# Task to carry out:
Identify all lines below that hold "panel" and collect them.

# Available records:
■ ■ ■ ■ ■ ■ ■

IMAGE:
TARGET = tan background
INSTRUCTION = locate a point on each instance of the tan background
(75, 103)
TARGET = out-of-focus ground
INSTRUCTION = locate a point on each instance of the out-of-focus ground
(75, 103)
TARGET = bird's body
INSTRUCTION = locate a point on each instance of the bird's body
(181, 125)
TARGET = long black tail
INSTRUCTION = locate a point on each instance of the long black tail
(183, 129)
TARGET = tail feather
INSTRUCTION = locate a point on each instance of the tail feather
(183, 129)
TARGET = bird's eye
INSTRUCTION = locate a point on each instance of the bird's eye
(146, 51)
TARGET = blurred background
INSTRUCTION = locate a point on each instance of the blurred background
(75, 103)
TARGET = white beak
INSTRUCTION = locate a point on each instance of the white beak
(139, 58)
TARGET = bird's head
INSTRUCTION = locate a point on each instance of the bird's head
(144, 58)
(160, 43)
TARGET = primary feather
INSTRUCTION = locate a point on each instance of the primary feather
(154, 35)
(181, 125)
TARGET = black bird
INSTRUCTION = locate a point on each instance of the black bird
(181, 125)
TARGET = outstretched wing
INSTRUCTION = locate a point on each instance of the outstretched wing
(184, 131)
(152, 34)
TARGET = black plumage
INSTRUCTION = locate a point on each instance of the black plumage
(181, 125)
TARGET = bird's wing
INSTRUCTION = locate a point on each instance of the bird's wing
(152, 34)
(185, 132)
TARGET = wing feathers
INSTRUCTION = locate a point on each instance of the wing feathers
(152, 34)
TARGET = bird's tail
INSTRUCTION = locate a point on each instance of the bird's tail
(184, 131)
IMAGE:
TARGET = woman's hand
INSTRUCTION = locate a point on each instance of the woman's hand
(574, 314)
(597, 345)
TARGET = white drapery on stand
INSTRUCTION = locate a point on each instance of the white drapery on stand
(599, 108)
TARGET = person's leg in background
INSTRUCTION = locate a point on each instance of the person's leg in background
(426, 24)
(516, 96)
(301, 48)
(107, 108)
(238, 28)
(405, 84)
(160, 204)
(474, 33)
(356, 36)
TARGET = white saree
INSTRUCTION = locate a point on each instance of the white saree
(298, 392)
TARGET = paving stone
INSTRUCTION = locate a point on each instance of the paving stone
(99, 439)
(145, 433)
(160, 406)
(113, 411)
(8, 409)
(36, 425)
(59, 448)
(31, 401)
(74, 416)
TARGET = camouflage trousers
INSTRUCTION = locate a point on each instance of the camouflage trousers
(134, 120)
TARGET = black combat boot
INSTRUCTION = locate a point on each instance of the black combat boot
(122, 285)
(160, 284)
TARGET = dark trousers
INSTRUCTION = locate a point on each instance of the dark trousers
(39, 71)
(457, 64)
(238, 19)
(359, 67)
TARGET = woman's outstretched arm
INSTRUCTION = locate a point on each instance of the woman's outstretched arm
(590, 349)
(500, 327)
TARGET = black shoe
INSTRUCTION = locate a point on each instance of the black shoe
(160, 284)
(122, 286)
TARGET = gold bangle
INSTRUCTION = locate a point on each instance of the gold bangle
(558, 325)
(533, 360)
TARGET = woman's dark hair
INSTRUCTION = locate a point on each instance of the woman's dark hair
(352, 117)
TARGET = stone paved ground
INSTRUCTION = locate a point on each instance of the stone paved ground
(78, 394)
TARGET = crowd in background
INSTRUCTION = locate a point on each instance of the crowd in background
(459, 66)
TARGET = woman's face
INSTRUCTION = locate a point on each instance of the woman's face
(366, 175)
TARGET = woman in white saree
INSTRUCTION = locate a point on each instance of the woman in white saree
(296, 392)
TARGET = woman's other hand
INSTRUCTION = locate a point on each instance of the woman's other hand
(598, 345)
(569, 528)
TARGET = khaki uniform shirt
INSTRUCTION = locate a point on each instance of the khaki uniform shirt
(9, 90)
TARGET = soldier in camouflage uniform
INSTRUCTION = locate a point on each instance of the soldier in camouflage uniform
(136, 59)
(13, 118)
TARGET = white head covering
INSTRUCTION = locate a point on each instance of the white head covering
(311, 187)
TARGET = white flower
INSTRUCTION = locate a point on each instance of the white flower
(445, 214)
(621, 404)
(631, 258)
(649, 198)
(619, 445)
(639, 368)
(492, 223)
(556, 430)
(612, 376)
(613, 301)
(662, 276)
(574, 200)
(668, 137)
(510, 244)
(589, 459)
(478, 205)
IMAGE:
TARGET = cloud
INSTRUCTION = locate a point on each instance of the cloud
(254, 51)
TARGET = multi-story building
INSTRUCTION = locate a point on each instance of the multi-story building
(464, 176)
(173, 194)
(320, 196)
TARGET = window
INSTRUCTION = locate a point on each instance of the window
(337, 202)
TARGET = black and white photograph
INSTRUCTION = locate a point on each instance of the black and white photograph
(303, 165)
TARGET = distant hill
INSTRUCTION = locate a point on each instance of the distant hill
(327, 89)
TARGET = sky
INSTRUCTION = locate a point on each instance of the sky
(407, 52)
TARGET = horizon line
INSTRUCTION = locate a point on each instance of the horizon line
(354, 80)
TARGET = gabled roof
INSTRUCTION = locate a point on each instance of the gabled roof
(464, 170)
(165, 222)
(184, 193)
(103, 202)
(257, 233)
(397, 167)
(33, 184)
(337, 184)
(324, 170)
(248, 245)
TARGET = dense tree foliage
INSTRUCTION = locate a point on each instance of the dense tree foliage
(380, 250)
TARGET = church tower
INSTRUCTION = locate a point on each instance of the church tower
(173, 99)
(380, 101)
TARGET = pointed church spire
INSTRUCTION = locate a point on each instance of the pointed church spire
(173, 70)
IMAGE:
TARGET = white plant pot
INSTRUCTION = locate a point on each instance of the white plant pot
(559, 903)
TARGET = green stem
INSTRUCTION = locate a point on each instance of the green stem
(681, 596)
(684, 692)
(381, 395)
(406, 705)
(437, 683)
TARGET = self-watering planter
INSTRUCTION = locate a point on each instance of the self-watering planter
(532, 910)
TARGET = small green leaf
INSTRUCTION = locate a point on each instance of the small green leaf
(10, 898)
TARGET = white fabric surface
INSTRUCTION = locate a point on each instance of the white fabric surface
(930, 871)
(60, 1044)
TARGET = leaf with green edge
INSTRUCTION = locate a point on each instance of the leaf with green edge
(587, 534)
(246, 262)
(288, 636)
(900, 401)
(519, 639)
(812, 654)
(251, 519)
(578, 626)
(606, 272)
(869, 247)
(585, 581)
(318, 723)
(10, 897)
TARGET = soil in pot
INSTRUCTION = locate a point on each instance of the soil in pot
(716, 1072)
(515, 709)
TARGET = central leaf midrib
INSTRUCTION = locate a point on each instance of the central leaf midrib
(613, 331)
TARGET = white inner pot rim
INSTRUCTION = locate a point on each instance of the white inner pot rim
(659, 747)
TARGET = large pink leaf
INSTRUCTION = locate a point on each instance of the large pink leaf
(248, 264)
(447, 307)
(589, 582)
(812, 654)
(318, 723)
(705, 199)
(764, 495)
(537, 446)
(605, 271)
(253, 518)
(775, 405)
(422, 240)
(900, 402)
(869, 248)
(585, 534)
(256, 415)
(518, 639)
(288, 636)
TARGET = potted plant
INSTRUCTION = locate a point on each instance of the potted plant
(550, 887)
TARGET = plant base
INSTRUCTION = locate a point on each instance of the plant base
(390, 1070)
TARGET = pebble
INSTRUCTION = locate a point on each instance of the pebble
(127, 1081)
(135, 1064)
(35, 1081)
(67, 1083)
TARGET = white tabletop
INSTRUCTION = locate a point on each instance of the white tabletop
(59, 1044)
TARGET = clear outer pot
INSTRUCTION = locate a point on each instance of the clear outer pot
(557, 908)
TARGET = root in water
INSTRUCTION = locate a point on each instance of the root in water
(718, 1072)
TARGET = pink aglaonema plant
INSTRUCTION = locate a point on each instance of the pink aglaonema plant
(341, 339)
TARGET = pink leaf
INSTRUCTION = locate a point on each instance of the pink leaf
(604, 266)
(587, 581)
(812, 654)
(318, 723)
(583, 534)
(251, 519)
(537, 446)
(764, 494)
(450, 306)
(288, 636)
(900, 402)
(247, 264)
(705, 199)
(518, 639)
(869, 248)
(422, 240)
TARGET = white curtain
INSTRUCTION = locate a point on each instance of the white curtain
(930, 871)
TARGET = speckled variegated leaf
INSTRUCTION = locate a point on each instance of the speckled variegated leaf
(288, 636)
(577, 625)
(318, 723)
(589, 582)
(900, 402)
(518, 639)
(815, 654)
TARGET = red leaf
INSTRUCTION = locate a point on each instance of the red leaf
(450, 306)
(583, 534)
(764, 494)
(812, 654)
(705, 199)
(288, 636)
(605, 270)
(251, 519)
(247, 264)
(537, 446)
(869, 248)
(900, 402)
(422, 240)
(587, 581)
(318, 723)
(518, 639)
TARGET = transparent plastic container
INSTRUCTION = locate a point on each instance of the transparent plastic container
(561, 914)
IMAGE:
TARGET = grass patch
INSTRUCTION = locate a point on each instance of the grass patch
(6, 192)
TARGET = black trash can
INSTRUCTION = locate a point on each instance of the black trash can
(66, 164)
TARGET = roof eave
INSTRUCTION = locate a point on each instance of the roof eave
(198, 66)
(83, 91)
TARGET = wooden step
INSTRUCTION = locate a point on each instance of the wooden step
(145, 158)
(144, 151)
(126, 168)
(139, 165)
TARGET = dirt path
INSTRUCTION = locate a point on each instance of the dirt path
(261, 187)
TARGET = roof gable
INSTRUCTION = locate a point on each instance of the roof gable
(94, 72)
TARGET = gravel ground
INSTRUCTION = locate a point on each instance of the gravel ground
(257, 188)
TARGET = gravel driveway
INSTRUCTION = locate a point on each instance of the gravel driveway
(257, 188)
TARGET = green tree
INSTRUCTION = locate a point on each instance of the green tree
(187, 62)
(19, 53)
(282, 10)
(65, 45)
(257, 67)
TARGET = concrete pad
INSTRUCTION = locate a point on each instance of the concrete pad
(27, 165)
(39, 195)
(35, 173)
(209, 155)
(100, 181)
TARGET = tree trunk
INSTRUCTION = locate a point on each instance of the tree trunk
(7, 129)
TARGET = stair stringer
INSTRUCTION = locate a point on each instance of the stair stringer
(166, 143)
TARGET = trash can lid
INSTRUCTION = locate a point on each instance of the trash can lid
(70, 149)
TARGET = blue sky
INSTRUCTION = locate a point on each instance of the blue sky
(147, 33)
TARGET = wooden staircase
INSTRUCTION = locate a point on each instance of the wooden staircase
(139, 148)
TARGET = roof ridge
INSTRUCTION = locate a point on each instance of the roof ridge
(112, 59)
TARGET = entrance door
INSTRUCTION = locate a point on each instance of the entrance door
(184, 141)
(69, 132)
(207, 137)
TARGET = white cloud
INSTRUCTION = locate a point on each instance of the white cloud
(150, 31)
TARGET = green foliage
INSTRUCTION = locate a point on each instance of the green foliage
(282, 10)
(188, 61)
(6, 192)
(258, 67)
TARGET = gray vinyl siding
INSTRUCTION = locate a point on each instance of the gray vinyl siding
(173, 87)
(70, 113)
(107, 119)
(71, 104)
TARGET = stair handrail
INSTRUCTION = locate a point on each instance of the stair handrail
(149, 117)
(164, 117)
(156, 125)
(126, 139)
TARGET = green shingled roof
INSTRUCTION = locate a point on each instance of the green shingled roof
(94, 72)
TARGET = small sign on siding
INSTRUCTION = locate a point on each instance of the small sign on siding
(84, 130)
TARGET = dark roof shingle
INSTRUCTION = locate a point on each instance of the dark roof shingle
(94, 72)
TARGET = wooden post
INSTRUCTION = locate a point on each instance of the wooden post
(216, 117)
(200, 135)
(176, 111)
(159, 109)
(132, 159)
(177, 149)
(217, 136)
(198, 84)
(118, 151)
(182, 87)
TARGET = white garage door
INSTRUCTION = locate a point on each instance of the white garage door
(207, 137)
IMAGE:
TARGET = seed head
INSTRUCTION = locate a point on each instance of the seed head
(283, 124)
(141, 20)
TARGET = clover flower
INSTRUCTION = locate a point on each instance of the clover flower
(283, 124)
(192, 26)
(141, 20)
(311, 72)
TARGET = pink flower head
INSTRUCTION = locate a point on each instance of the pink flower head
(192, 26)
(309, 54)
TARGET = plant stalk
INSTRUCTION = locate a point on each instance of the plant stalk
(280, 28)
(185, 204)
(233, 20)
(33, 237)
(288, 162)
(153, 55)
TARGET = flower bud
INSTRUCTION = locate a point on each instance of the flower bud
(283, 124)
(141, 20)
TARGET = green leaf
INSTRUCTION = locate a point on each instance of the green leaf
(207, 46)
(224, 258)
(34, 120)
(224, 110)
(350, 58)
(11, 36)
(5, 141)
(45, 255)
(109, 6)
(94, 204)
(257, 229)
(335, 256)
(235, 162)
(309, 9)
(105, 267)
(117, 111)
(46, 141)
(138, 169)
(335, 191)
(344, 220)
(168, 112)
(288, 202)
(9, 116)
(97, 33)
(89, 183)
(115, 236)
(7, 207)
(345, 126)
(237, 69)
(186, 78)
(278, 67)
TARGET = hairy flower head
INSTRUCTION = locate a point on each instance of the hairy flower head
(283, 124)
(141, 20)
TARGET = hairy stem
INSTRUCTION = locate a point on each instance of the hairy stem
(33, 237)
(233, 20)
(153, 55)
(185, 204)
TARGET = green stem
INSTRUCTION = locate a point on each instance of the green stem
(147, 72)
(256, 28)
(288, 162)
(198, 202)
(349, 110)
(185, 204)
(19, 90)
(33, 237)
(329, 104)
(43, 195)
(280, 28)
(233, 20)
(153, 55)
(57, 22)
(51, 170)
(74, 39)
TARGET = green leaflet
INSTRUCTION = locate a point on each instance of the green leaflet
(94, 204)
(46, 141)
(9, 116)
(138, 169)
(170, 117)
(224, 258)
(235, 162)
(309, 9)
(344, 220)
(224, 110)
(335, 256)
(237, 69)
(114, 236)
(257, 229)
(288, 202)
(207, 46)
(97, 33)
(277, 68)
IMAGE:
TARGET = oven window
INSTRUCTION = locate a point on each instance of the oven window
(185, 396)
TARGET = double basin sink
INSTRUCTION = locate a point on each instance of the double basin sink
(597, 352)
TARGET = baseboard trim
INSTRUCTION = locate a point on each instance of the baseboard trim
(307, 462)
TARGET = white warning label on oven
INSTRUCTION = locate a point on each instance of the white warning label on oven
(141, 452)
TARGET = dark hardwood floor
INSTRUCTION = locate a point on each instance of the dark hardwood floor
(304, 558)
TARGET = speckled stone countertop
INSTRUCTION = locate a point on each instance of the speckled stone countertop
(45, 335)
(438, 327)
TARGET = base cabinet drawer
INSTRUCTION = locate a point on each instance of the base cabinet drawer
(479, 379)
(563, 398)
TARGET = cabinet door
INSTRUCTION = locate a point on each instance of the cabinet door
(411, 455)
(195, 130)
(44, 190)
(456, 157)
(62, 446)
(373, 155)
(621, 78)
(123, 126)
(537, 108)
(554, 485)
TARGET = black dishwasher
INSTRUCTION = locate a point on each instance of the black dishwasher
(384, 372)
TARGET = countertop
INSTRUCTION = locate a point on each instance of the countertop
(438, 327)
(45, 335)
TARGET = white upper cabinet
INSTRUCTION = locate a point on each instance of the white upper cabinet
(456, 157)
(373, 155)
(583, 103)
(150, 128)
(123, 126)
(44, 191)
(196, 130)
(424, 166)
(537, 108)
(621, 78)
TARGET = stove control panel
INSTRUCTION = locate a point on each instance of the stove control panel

■ ■ ■ ■ ■ ■ ■

# Exercise answer:
TARGET = stove control panel
INSTRUCTION = locate a point on each instance of the stove control panel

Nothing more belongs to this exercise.